-- What to produce --
The material below contains a line with "box: [338, 29, 389, 77]" and a line with "positive clicks: (65, 364)". Copy exactly those two lines and all lines between them.

Start of Data to examine

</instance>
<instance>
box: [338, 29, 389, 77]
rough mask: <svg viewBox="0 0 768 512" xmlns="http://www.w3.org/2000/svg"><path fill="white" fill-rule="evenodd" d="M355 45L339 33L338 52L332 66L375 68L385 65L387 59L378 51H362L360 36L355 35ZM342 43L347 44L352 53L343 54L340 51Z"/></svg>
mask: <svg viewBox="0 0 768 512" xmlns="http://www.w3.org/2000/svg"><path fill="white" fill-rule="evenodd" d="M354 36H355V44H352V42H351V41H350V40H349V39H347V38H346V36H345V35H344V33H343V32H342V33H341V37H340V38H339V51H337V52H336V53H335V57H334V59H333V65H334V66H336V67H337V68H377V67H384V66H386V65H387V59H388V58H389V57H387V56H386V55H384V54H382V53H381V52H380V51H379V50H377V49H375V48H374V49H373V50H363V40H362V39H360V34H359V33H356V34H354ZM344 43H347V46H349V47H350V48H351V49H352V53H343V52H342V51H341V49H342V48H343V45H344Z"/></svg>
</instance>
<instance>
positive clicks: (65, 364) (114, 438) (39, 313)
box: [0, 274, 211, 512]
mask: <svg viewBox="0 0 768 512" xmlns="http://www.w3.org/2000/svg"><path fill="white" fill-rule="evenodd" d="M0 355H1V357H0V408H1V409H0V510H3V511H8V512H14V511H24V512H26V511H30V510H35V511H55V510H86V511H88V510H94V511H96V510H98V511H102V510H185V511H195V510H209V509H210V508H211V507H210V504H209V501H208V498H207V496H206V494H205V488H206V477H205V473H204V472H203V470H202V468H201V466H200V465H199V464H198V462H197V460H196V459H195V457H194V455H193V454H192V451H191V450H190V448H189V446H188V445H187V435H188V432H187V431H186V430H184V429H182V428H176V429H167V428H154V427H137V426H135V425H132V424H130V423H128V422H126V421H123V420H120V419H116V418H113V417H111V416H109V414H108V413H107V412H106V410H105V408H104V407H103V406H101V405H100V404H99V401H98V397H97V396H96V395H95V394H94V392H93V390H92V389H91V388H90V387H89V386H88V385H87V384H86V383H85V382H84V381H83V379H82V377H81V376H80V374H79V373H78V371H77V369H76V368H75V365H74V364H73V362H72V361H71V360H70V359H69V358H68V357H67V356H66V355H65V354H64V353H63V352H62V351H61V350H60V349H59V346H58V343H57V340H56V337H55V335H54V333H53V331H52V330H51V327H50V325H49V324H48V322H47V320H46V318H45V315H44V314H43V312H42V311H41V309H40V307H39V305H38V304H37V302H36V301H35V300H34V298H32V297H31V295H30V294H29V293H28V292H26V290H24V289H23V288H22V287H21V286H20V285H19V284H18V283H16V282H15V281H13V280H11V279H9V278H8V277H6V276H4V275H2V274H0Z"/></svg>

End of Data to examine

-- Task output --
box: [338, 29, 389, 77]
rough mask: <svg viewBox="0 0 768 512" xmlns="http://www.w3.org/2000/svg"><path fill="white" fill-rule="evenodd" d="M355 45L339 33L338 52L332 66L375 68L385 65L387 59L378 51H362L360 36L355 35ZM342 43L347 44L352 53L343 54L340 51Z"/></svg>
mask: <svg viewBox="0 0 768 512" xmlns="http://www.w3.org/2000/svg"><path fill="white" fill-rule="evenodd" d="M354 36H355V44H352V42H351V41H350V40H349V39H347V38H346V36H345V35H344V33H343V32H342V33H341V37H340V38H339V51H337V52H336V53H335V57H334V59H333V65H334V66H336V67H337V68H377V67H384V66H386V65H387V59H388V58H389V57H387V56H386V55H384V54H382V53H381V52H380V51H379V50H377V49H375V48H374V49H373V50H363V40H362V39H360V34H359V33H356V34H354ZM344 43H347V46H349V47H350V48H351V49H352V53H343V52H342V51H341V49H342V48H343V45H344Z"/></svg>
</instance>
<instance>
positive clicks: (65, 364) (114, 438) (39, 313)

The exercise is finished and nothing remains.